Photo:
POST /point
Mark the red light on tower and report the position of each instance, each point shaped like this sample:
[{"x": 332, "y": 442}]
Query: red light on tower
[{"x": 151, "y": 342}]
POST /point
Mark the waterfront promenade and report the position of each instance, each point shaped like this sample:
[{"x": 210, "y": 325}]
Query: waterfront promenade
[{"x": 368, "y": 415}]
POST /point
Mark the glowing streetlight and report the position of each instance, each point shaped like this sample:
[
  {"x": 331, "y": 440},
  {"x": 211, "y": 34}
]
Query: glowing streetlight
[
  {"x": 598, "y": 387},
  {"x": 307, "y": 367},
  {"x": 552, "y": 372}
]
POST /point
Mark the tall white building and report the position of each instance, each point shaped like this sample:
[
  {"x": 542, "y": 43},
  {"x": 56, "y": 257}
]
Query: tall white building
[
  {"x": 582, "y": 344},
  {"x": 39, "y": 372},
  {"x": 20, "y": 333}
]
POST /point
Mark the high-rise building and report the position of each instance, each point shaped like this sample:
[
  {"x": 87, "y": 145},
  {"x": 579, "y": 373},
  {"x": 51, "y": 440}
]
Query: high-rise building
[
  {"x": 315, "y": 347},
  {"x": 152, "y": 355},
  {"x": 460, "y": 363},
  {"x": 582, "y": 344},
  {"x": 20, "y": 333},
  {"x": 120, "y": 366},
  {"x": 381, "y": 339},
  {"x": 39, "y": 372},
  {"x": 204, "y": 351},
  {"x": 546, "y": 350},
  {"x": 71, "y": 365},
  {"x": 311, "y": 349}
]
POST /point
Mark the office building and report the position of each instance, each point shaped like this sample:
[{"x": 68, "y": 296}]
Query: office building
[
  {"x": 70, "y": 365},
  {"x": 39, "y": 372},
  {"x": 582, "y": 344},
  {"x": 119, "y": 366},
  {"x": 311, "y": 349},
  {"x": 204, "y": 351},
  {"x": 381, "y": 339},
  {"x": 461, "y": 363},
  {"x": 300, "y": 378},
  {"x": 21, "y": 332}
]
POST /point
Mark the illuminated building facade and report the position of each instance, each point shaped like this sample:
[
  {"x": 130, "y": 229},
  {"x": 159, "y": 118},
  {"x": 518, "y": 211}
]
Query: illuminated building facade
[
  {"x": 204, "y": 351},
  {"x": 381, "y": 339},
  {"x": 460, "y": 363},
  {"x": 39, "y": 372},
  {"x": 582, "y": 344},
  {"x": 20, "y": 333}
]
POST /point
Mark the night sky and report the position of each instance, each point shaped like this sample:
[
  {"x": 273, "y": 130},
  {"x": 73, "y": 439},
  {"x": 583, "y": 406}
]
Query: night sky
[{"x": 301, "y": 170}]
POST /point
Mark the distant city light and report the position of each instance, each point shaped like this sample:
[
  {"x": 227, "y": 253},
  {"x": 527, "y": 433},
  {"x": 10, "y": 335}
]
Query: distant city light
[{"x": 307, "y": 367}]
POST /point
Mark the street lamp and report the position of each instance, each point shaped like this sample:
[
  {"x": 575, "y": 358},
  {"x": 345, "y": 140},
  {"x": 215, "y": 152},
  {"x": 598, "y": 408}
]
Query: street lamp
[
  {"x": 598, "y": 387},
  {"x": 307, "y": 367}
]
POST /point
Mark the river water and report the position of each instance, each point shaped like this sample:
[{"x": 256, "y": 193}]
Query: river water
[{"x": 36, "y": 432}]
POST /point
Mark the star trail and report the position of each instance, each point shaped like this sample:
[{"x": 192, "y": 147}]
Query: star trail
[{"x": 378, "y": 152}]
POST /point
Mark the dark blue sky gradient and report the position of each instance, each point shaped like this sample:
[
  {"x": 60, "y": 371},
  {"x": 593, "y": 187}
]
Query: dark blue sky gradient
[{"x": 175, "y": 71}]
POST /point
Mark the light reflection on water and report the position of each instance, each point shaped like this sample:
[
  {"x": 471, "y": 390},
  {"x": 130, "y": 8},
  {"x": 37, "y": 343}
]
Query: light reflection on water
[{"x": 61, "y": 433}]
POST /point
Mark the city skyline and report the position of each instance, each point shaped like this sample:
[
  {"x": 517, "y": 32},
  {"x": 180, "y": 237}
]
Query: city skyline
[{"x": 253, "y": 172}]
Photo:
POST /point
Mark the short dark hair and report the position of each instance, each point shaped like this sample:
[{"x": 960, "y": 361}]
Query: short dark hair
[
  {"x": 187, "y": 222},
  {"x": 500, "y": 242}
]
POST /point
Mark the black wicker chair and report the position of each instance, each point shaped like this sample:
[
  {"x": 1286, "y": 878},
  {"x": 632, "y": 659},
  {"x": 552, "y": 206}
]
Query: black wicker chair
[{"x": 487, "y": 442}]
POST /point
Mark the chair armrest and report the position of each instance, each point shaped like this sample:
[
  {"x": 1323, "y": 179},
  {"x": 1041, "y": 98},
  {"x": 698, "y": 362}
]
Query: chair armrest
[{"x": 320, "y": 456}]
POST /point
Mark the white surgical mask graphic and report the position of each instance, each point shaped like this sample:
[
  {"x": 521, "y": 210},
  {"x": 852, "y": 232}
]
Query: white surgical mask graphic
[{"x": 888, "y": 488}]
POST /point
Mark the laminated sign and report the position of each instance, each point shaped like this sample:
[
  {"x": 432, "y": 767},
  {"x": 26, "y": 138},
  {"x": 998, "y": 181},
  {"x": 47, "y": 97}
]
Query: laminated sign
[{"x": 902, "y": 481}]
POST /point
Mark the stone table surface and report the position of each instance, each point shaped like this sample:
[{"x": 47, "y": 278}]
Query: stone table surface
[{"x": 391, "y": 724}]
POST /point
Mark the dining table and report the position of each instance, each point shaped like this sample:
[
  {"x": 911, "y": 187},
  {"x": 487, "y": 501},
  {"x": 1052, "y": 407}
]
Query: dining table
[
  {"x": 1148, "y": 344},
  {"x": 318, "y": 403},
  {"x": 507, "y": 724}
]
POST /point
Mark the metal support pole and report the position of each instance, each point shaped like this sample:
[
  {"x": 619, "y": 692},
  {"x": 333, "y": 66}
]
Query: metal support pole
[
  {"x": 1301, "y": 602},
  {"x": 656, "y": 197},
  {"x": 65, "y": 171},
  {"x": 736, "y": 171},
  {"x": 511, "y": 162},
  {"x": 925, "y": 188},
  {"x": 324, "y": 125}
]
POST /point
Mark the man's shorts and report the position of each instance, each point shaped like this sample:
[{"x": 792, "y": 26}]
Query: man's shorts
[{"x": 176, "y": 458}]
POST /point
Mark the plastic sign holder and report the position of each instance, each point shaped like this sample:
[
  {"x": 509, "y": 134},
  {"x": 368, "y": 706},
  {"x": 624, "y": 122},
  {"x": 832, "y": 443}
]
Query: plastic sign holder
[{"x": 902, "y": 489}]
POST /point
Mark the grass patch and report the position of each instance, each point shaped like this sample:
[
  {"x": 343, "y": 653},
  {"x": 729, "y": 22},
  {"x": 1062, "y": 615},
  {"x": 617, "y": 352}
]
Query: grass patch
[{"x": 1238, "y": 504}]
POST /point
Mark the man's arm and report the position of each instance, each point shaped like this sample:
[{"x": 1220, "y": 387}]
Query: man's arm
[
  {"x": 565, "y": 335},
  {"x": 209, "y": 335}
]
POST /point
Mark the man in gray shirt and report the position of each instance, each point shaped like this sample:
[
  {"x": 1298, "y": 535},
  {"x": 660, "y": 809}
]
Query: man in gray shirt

**Written problem:**
Make an exact copy of all the data.

**Finished answer:**
Photo:
POST /point
Mark the red light on tower and report the position of each instance, each point shaped like this sample:
[{"x": 332, "y": 442}]
Query: red light on tower
[{"x": 151, "y": 342}]
POST /point
Mark the waterfront promenade and report the position of each instance, each point shaped like this sample:
[{"x": 210, "y": 325}]
Query: waterfront promenade
[{"x": 368, "y": 415}]
POST /point
Mark the glowing streetlight and report the position of each instance, each point shaped like this sample:
[
  {"x": 331, "y": 440},
  {"x": 211, "y": 34}
]
Query: glowing streetlight
[
  {"x": 598, "y": 387},
  {"x": 307, "y": 367},
  {"x": 552, "y": 372}
]
POST /point
Mark the tall white building and report the position of each instance, each point shaped like this sample:
[
  {"x": 542, "y": 43},
  {"x": 56, "y": 257}
]
Query: tall white building
[
  {"x": 582, "y": 344},
  {"x": 39, "y": 372},
  {"x": 20, "y": 333}
]
POST /point
Mark the high-rise building and report the position of each instance, each point shaped like this sample:
[
  {"x": 87, "y": 145},
  {"x": 579, "y": 373},
  {"x": 51, "y": 440}
]
Query: high-rise building
[
  {"x": 315, "y": 347},
  {"x": 152, "y": 355},
  {"x": 460, "y": 363},
  {"x": 582, "y": 344},
  {"x": 20, "y": 333},
  {"x": 120, "y": 366},
  {"x": 381, "y": 339},
  {"x": 39, "y": 372},
  {"x": 204, "y": 351},
  {"x": 546, "y": 350},
  {"x": 71, "y": 365},
  {"x": 311, "y": 349}
]
POST /point
Mark the office building and report the position of each instance, each point shaped like this sample:
[{"x": 68, "y": 296}]
Query: office building
[
  {"x": 70, "y": 365},
  {"x": 39, "y": 372},
  {"x": 582, "y": 344},
  {"x": 119, "y": 366},
  {"x": 311, "y": 349},
  {"x": 204, "y": 351},
  {"x": 381, "y": 339},
  {"x": 461, "y": 363},
  {"x": 300, "y": 378},
  {"x": 21, "y": 332}
]
POST /point
Mark the illuminated building facade and report the position of each instance, each point shaped like this sample:
[
  {"x": 130, "y": 229},
  {"x": 159, "y": 118},
  {"x": 518, "y": 211}
]
Query: illuminated building facade
[
  {"x": 204, "y": 351},
  {"x": 381, "y": 339},
  {"x": 460, "y": 363},
  {"x": 39, "y": 372},
  {"x": 582, "y": 344},
  {"x": 20, "y": 333}
]
POST /point
Mark the night sky and report the position of each instance, each point shaped like this sample:
[
  {"x": 273, "y": 130},
  {"x": 73, "y": 439},
  {"x": 583, "y": 406}
]
Query: night sky
[{"x": 301, "y": 170}]
POST /point
Mark the distant city light and report the position of each instance, each point shaped like this sample:
[
  {"x": 227, "y": 253},
  {"x": 527, "y": 433},
  {"x": 10, "y": 335}
]
Query: distant city light
[{"x": 307, "y": 367}]
POST /point
Mark the street lamp and report the position of each instance, each point shaped like this sample:
[
  {"x": 575, "y": 358},
  {"x": 345, "y": 140},
  {"x": 215, "y": 152},
  {"x": 598, "y": 408}
]
Query: street lamp
[
  {"x": 598, "y": 387},
  {"x": 307, "y": 367}
]
POST /point
Mark the river water and report the position of each instance, each point shaped like this sample:
[{"x": 256, "y": 193}]
Query: river water
[{"x": 36, "y": 432}]
POST /point
Mark the star trail and report the position of each instance, each point shaped like this sample:
[{"x": 192, "y": 147}]
Query: star trail
[{"x": 378, "y": 152}]
POST /point
Mark the dark blue sky gradient and report the position of each instance, each point shaped like this sample:
[
  {"x": 60, "y": 371},
  {"x": 593, "y": 187}
]
Query: dark blue sky gradient
[{"x": 175, "y": 71}]
POST /point
Mark the light reflection on water and report the position of each instance, each point shaped like this sample:
[
  {"x": 471, "y": 390},
  {"x": 130, "y": 8},
  {"x": 37, "y": 343}
]
Query: light reflection on water
[{"x": 61, "y": 433}]
POST /point
Mark the city skyline and report the position of each instance, each point shaped like this sample:
[
  {"x": 517, "y": 32},
  {"x": 180, "y": 237}
]
Query: city skyline
[{"x": 253, "y": 172}]
Photo:
POST /point
Mark the short dark hair and report the position of each instance, each point shaped like this sample:
[{"x": 960, "y": 361}]
Query: short dark hair
[
  {"x": 187, "y": 222},
  {"x": 500, "y": 242}
]
POST /point
Mark the black wicker chair and report the position of each instance, each point shaped like this sample:
[
  {"x": 1286, "y": 878},
  {"x": 632, "y": 659},
  {"x": 552, "y": 206}
]
Query: black wicker chair
[{"x": 487, "y": 442}]
POST /point
Mark the chair armrest and report the position of each instance, each point shaped like this sample:
[
  {"x": 1323, "y": 179},
  {"x": 1041, "y": 98},
  {"x": 698, "y": 362}
]
Query: chair armrest
[{"x": 320, "y": 456}]
POST /point
Mark the white surgical mask graphic and report the position of each instance, each point shaped like this sample:
[
  {"x": 521, "y": 210},
  {"x": 852, "y": 232}
]
Query: white surgical mask graphic
[{"x": 888, "y": 488}]
POST /point
Mark the laminated sign and report the position of each instance, each point shaped like this sample:
[
  {"x": 432, "y": 767},
  {"x": 26, "y": 138},
  {"x": 998, "y": 181},
  {"x": 47, "y": 97}
]
Query: laminated sign
[{"x": 902, "y": 481}]
POST /point
Mark the stone table surface and report the position of each instance, each point shaped like this sample:
[{"x": 47, "y": 278}]
Query: stone table surface
[{"x": 391, "y": 724}]
POST /point
Mark the dining table and report the position of each instance, each point shaped like this sample:
[
  {"x": 911, "y": 187},
  {"x": 487, "y": 501},
  {"x": 1052, "y": 407}
]
Query: dining table
[
  {"x": 1148, "y": 344},
  {"x": 318, "y": 403},
  {"x": 507, "y": 724}
]
POST /point
Mark the metal support pole and report the position of each instance, each point shaped like this sample:
[
  {"x": 619, "y": 692},
  {"x": 333, "y": 66}
]
Query: metal support pole
[
  {"x": 1301, "y": 602},
  {"x": 656, "y": 197},
  {"x": 65, "y": 171},
  {"x": 736, "y": 171},
  {"x": 511, "y": 162},
  {"x": 925, "y": 188},
  {"x": 324, "y": 125}
]
POST /point
Mark the man's shorts and report the position of each instance, each point shaped like this sample:
[{"x": 792, "y": 26}]
Query: man's shorts
[{"x": 176, "y": 458}]
POST /point
Mark the plastic sign holder and report the position of each instance, each point shaped like this sample:
[
  {"x": 509, "y": 134},
  {"x": 368, "y": 706},
  {"x": 624, "y": 122},
  {"x": 832, "y": 443}
]
Query: plastic sign holder
[{"x": 902, "y": 489}]
POST /point
Mark the grass patch and report the position of each instance, each point shaped like this sample:
[
  {"x": 343, "y": 653},
  {"x": 729, "y": 22},
  {"x": 1062, "y": 615},
  {"x": 617, "y": 352}
]
Query: grass patch
[{"x": 1238, "y": 504}]
POST /point
Mark the man's arm and report the position of each instance, each point shaped like this sample:
[{"x": 1220, "y": 387}]
Query: man's arm
[
  {"x": 565, "y": 335},
  {"x": 209, "y": 335}
]
POST /point
Mark the man in gray shirt and report the position of each instance, each point shaped like this sample:
[
  {"x": 1298, "y": 535},
  {"x": 660, "y": 809}
]
Query: man in gray shirt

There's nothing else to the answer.